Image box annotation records

************

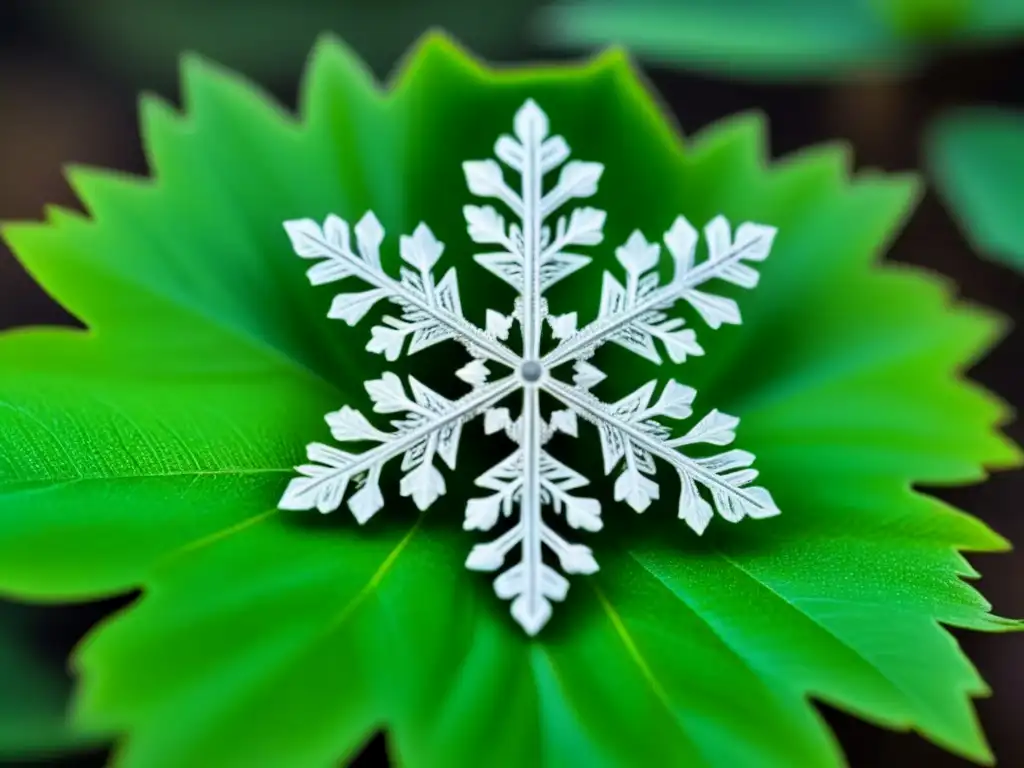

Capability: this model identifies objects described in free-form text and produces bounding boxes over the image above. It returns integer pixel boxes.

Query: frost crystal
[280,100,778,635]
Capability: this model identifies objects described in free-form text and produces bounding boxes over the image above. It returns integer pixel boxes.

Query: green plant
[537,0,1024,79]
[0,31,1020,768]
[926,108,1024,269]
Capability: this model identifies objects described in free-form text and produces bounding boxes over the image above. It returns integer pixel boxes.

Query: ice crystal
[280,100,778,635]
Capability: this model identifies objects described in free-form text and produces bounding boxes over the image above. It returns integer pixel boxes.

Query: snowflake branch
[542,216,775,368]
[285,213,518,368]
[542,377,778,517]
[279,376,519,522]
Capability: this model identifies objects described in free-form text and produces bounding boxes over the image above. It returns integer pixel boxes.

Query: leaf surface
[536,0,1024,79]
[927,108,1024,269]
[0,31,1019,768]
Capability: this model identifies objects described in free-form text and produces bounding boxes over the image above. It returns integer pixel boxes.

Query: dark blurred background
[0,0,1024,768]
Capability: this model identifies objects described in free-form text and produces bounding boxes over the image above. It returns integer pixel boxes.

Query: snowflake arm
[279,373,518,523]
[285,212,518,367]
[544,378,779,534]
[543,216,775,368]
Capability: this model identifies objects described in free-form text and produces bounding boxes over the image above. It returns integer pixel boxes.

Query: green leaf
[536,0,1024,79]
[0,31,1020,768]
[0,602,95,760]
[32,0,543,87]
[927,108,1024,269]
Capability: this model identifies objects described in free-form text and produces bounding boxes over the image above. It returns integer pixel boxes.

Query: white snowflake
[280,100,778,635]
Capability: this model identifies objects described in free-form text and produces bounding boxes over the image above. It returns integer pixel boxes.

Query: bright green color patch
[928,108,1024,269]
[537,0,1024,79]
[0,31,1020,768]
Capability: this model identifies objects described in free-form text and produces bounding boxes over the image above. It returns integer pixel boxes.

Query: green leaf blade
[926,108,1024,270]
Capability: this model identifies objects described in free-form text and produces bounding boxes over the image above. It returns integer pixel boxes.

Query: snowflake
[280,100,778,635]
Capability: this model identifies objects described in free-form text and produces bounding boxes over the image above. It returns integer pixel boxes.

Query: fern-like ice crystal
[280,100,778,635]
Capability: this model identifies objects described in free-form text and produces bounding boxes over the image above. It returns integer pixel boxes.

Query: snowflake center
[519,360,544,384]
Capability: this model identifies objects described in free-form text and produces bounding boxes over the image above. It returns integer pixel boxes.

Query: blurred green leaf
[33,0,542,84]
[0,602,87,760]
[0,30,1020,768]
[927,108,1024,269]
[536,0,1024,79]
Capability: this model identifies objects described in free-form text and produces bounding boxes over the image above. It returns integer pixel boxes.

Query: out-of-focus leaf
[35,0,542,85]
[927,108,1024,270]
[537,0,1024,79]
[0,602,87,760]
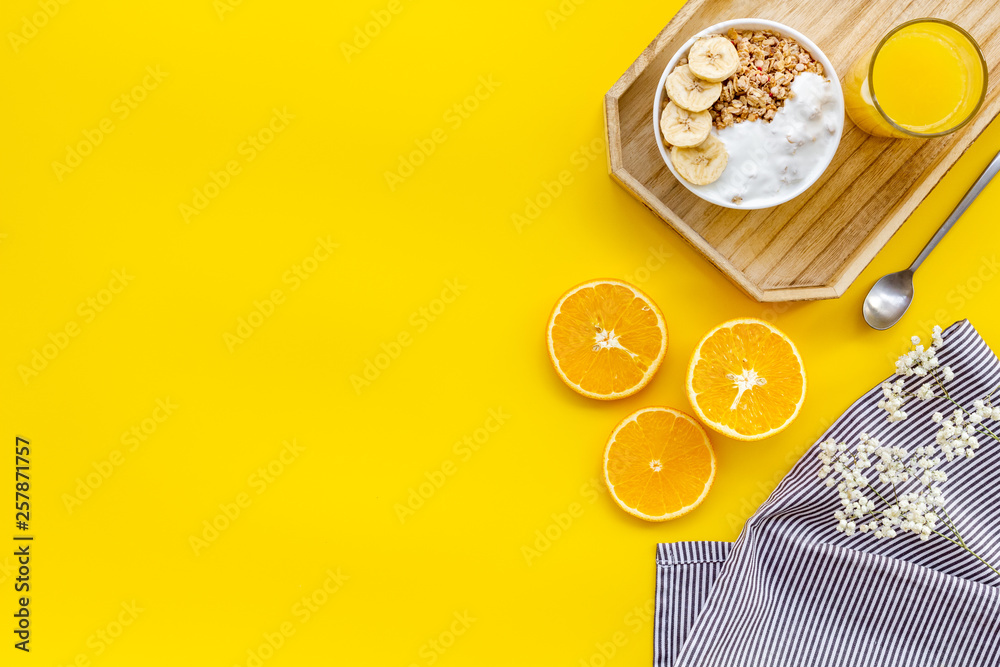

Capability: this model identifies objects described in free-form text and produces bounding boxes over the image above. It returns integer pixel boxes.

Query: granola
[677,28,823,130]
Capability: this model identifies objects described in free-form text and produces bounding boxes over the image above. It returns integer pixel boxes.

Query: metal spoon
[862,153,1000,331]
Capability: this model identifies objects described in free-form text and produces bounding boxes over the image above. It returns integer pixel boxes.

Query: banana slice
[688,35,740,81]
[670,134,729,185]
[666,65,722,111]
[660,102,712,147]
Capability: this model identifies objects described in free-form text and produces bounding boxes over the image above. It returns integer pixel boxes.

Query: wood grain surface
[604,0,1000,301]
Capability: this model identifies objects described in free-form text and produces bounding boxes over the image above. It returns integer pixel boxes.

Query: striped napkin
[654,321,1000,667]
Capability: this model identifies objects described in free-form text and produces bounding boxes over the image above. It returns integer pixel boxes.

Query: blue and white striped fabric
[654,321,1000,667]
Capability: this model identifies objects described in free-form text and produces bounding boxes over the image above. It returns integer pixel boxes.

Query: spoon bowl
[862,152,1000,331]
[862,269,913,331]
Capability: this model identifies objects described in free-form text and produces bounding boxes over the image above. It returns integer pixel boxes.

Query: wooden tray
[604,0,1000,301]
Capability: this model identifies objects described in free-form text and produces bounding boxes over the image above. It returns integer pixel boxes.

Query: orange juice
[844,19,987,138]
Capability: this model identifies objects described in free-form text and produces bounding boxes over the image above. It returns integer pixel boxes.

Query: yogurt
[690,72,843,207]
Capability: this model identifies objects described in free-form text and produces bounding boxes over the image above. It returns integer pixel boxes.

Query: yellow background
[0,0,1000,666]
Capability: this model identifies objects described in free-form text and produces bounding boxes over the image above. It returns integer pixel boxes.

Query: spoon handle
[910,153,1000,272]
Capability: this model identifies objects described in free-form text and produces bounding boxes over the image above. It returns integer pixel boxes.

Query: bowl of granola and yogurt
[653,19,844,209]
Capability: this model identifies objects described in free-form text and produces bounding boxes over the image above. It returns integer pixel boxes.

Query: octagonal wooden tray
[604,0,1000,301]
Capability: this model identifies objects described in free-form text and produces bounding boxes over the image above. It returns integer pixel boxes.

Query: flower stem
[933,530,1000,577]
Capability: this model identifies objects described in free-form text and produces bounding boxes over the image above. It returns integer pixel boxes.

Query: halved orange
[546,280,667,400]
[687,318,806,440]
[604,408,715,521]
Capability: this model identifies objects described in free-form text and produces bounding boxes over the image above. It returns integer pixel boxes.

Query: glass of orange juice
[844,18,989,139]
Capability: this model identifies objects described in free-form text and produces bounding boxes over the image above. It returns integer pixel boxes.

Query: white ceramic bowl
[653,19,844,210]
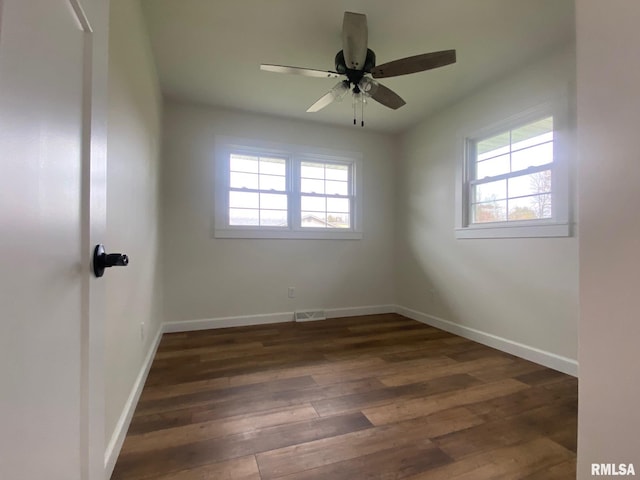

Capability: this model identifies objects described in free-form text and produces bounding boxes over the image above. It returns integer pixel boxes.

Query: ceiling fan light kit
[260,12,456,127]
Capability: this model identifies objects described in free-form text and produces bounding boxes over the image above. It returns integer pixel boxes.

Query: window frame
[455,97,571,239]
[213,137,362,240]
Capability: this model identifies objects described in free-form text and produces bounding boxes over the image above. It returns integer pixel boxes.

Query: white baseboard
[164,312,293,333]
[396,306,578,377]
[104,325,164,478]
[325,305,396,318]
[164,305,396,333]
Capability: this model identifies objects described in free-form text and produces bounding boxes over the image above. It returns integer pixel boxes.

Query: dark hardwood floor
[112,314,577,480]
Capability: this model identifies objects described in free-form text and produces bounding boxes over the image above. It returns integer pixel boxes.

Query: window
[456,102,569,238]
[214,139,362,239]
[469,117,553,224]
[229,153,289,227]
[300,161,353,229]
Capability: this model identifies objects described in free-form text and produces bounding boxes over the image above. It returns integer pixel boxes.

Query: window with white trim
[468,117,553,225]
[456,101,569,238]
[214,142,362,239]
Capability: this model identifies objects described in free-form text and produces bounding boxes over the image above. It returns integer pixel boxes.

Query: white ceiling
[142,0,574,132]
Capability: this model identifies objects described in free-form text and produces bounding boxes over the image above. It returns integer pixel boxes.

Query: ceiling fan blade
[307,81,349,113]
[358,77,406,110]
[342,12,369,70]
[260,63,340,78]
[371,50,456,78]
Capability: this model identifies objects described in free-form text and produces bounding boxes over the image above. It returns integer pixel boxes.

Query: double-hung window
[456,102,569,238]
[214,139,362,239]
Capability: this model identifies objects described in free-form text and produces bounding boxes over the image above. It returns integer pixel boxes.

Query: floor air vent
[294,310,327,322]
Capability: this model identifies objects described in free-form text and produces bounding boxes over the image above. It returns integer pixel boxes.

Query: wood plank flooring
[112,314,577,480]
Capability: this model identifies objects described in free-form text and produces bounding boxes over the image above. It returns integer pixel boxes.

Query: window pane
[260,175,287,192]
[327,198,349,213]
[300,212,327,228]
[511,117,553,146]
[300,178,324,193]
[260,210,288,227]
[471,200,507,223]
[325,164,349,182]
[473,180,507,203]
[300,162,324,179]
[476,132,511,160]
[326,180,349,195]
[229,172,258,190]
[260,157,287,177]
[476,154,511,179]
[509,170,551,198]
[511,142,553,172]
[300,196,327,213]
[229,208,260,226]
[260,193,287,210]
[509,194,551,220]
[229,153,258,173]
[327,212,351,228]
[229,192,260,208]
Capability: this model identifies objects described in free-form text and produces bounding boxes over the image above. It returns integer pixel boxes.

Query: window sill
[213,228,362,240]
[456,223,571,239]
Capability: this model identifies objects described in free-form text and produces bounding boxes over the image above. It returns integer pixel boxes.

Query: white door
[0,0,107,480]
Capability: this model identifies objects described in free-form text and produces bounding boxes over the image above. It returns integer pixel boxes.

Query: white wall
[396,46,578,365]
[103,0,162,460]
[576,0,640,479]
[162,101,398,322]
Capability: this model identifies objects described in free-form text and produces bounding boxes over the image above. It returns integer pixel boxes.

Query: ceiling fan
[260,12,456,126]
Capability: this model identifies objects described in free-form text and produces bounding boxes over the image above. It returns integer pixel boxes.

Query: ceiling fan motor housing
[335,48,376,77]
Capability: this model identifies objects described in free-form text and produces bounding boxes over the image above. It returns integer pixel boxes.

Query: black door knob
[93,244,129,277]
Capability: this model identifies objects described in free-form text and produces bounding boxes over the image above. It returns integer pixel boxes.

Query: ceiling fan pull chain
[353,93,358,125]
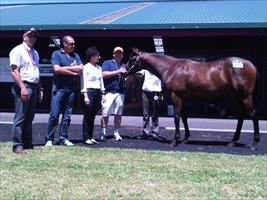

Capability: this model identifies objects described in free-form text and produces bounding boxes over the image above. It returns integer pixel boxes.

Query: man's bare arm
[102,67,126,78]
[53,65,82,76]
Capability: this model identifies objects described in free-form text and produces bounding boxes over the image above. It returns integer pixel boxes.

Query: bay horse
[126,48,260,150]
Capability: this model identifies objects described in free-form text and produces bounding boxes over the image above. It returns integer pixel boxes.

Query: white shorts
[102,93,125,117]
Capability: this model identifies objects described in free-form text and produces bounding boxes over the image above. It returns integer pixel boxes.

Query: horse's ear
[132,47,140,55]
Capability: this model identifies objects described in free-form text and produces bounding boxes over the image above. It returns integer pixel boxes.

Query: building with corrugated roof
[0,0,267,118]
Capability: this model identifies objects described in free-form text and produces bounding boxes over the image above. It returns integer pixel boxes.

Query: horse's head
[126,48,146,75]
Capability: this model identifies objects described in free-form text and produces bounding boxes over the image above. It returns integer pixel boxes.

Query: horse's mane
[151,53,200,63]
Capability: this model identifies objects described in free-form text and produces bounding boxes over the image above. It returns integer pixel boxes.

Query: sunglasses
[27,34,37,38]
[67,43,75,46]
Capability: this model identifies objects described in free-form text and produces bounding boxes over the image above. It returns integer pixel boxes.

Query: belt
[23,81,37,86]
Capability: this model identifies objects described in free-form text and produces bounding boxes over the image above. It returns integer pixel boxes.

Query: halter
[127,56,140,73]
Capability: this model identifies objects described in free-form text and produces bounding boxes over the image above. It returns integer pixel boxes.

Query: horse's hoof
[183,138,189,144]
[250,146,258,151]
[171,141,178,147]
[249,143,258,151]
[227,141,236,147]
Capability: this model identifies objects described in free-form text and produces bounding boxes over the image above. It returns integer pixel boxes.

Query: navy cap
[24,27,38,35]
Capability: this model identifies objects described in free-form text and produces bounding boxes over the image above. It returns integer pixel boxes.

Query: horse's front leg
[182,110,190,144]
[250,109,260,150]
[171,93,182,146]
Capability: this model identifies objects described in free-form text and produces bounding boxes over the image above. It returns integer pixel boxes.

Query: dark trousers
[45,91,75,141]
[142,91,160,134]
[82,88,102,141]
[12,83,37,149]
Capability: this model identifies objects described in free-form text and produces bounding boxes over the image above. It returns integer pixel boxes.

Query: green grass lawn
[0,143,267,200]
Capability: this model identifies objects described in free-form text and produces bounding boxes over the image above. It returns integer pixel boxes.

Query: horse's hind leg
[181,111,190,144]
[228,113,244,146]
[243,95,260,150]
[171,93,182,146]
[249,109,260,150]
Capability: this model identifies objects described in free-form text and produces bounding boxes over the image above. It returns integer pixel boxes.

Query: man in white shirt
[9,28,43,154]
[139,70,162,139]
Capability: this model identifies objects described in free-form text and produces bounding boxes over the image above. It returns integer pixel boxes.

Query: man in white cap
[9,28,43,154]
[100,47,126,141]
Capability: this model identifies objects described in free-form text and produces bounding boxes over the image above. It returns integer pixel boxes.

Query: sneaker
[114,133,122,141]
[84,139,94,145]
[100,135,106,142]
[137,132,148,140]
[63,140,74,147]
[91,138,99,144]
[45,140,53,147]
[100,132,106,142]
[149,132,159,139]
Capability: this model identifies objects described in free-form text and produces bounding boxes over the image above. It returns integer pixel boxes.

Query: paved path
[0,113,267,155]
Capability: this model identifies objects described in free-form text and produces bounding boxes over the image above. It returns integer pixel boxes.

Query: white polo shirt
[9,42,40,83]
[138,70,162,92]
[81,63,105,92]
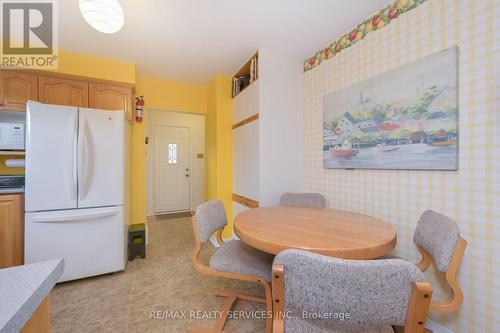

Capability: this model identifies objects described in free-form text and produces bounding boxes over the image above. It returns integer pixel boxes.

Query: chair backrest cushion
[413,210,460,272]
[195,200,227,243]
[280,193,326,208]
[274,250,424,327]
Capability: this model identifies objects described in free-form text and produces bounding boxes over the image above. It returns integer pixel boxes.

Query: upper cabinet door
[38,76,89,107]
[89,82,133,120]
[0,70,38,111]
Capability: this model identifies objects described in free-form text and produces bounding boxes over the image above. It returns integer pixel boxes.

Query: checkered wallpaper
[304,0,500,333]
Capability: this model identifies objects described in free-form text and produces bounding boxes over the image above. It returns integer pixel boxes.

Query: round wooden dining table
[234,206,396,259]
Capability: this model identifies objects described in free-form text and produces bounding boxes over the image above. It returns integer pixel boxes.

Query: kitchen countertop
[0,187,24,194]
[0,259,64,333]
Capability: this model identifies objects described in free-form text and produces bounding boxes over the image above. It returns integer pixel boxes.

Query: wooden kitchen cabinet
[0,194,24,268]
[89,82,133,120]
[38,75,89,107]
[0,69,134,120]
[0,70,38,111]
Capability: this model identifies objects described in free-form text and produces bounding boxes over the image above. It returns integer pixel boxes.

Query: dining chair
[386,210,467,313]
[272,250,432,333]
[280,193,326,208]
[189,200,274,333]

************

Please reproduce the records from their start through the line containing "[926,108,1024,269]", inclusive, and leave the pictures out.

Complete output:
Capability: this model identifies objects described in free-form text and produces bounding boxes over the image above. It returns integer pixel boxes.

Query: frost crystal
[280,100,778,635]
Capability: this model identifies objects described in free-form text and produces bounding boxes over the image above. It returns integer pixel boxes.

Query: green plant
[537,0,1024,79]
[0,31,1020,768]
[926,108,1024,269]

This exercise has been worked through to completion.